**OBJECTIVE:** Rewrite the rows beginning at the line containing "Usage example —" and running through the line containing "left=21, top=106, right=59, bottom=171", changing "wooden post" to "fence post" and keeping everything else the same; return only those lines.
## START RECORD EXCERPTS
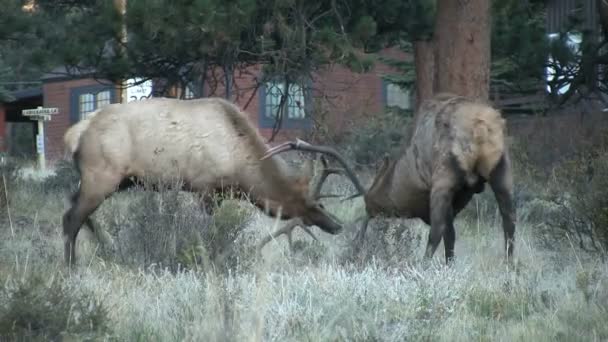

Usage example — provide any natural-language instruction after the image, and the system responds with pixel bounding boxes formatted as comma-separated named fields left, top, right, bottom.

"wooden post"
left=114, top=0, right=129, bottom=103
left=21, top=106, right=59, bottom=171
## END RECORD EXCERPTS
## START RECORD EXCERPTS
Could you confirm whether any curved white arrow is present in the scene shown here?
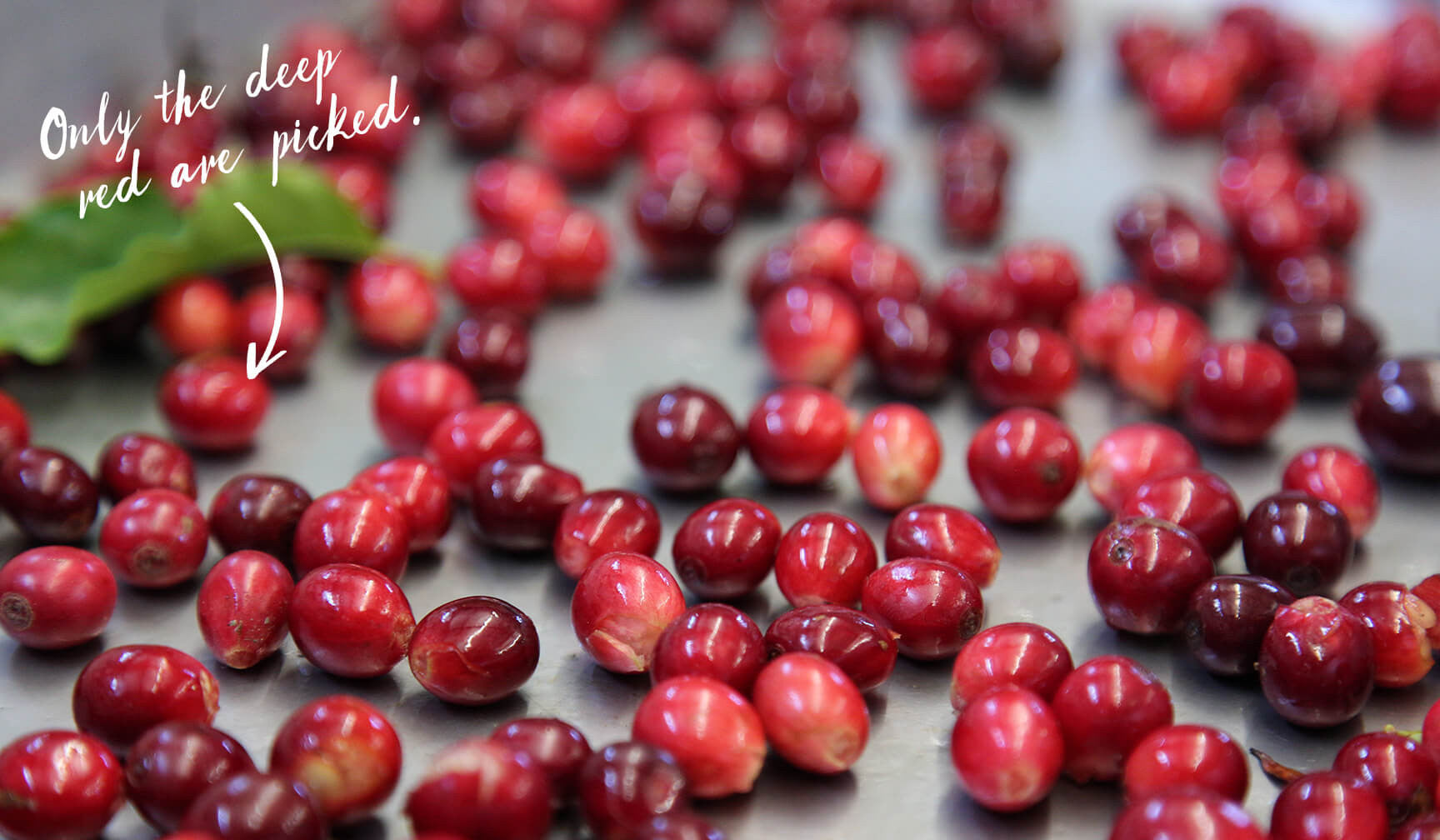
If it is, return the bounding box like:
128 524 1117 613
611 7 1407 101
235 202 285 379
## END RECORD EXCERPTS
## START RECORD EXCERPTS
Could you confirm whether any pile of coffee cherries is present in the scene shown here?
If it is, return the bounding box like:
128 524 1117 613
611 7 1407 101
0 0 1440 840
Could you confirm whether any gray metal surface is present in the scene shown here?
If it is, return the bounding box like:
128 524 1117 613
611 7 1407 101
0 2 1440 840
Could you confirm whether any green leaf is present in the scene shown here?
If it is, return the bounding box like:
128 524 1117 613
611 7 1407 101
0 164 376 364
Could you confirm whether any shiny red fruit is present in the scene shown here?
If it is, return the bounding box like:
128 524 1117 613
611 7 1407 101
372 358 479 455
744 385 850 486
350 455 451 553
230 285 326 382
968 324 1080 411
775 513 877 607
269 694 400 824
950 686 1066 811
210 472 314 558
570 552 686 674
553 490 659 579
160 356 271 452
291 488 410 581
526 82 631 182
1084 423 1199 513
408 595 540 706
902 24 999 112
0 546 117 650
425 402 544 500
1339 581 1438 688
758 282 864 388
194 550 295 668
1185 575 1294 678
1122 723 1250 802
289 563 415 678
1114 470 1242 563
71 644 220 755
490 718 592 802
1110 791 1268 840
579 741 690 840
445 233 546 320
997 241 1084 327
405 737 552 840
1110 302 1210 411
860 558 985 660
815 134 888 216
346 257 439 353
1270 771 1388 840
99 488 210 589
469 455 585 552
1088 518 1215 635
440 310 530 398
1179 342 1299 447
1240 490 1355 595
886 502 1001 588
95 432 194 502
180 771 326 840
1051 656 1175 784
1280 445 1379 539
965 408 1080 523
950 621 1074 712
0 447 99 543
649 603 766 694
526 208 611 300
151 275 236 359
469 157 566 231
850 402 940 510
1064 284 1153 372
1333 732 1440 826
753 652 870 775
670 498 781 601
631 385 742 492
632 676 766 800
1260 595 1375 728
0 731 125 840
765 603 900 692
## END RECORD EXCERPTS
**PROBLEM SOLUTION:**
Usage example — provide any natural-language instruction after the image, and the system responds with pixel bounding boxes formatted as comma-separated named fields left, top, right, bottom.

"fence post"
left=114, top=0, right=129, bottom=103
left=21, top=106, right=59, bottom=171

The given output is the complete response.